◆ Aim of the task: List every line in the entries below that contains the word "bird". Case matters.

[Dataset records about object locations]
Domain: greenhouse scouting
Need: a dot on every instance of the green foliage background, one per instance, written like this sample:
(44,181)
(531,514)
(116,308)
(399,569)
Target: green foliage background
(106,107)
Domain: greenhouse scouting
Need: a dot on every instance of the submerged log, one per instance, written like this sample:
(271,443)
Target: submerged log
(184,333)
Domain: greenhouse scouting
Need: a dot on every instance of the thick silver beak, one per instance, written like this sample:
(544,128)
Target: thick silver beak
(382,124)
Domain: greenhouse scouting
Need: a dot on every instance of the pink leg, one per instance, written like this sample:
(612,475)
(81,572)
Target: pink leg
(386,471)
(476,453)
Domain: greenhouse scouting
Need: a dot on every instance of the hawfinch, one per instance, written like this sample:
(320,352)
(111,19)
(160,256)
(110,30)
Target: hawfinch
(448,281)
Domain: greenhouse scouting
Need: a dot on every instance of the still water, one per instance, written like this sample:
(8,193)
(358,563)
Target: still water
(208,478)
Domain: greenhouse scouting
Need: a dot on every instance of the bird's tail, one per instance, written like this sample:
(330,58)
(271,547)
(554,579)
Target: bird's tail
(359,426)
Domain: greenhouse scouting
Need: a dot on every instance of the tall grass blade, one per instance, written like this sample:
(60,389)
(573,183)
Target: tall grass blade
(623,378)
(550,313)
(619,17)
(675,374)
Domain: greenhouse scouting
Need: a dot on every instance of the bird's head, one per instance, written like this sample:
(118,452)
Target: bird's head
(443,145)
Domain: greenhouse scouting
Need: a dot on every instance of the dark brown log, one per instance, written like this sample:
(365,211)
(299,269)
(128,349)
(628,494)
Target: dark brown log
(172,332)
--
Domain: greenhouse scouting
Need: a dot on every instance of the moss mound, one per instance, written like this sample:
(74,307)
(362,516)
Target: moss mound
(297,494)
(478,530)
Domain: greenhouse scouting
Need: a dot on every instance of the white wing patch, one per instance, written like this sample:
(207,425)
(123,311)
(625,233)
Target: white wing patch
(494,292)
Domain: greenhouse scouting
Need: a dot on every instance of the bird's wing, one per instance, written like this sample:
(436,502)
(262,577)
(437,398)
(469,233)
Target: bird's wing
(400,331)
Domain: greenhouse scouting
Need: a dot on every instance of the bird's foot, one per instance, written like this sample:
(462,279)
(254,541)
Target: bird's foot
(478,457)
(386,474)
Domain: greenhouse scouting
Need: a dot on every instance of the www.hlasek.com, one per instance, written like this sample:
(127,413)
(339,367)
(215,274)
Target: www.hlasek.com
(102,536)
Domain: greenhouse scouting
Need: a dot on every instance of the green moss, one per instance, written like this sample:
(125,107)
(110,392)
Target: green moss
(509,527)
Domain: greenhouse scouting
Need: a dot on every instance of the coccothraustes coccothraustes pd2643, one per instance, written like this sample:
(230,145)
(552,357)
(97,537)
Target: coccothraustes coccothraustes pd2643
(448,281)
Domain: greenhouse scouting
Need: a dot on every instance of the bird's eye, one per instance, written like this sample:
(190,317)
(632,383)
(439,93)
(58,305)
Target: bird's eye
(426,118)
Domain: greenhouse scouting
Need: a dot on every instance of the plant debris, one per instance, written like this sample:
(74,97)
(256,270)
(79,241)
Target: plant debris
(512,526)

◆ Complete answer:
Need: a dot on every instance of the bird's tail, one per instance, written like this sample:
Target: bird's tail
Need: a dot on every instance of the bird's head, one per instance, written like this sample:
Target: bird's head
Need: a dot on every instance of the bird's wing, one per instance, written like this sample:
Target: bird's wing
Need: a dot on every instance of the bird's foot, one per instance, written like this sample:
Target: bird's foot
Need: a dot on every instance of the bird's eye, one per instance, written like this sample:
Target: bird's eye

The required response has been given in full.